Extrait ::
>>

Mikado était un duo français formé de Pascale Borele et Grégori Czerkinsky. Ils ont sorti un unique album (Mikado) en 1985, celui-ci a la particularité d'avoir été produit par un label japonnais (Non-Standard, créé par un des membres de Yellow Magic Orchestra) avant d'être pris en licence en France par Vogue alors proche du dépôt de bilan. Le duo sort un premier single en 1982, un an après leur rencontre, sur le label underground Les Disques du Crépuscules. Ce disque leur permet de participer à une tournée au Japon et d'aboutir donc quelques années plus tard à l'enregistrement de Mikado.

Naufrage en Hiver (single extrait de l'album) est un des morceaux les plus connus du duo, il est aussi très représentatif de l'univers du groupe: l'esthétique vive, camp et pop de Pierre et Gilles, des arrangements délicats et synthétiques, au service de textes légèrement précieux, mais sans manquer d'un petit peu d'autodérision et de douceur. Mikado a beaucoup été comparé à d'autres duos (Elli & Jacno ou les Rita Mitsouko), pourtant ils sont uniques, leur musique est moins immédiate et frontale, plus subtile aussi. Elle a un je ne sais quoi de charmant, étrange et un peu désuet, naufrage en hiver et ses colliers de varech en sont une excellente illustration.

dimanche 10 juillet 2016

(Sans) Rancune

Juvenile Deliquent (bandcamp) est un label nantais au catalogue plutôt orienté punk en général. On leur doit notamment deux 45T et l'album d'Asphalt ainsi qu'un split 45T de l'excellent groupe powerpop Protokids. Leur dernière sortie, un 45 Tours (mon format préféré et malheureusement de moins en moins fréquent...) du groupe Rancune (installé à Berlin?) se place dans un tout autre registre: celui d'une synth-pop tirant volontairement sur les années 80, aux boites à rythmes analogiques, lignes mélodiques synthétiques et mécaniques... Le truc pourrait virer méchamment à l'exercice de style mais le groupe s'en sort plutôt bien en particulier sur la très réussie face B en français Putain de Problèmes. Les paroles contribuent pleinement à ce succès: elles sont drôles, justes et évoqueront ainsi à tous des situations vécues. L'humour du morceau, l'excellent travail sur les voix apportent ainsi une fraîcheur et une originalité bienvenues à un genre parfois un peu trop sérieux. Bref un excellent morceau qui justifie pleinement l'achat de ce 45 tours !

<<

Données recueillies ::
>>

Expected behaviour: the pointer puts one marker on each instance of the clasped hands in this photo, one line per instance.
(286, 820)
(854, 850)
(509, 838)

<<

Consigne :: En vous appuyant sur l'extrait, expliquez en une à trois phrases comment le premier single de Mikado a mené à l'enregistrement de leur album.

Résultat de l'exercice :: Sorti en 1982 sur le label underground Les Disques du Crépuscules, ce premier single a permis au duo de participer à une tournée au Japon. Cette tournée a abouti, quelques années plus tard, à l'enregistrement de l'album Mikado, produit par le label japonais Non-Standard.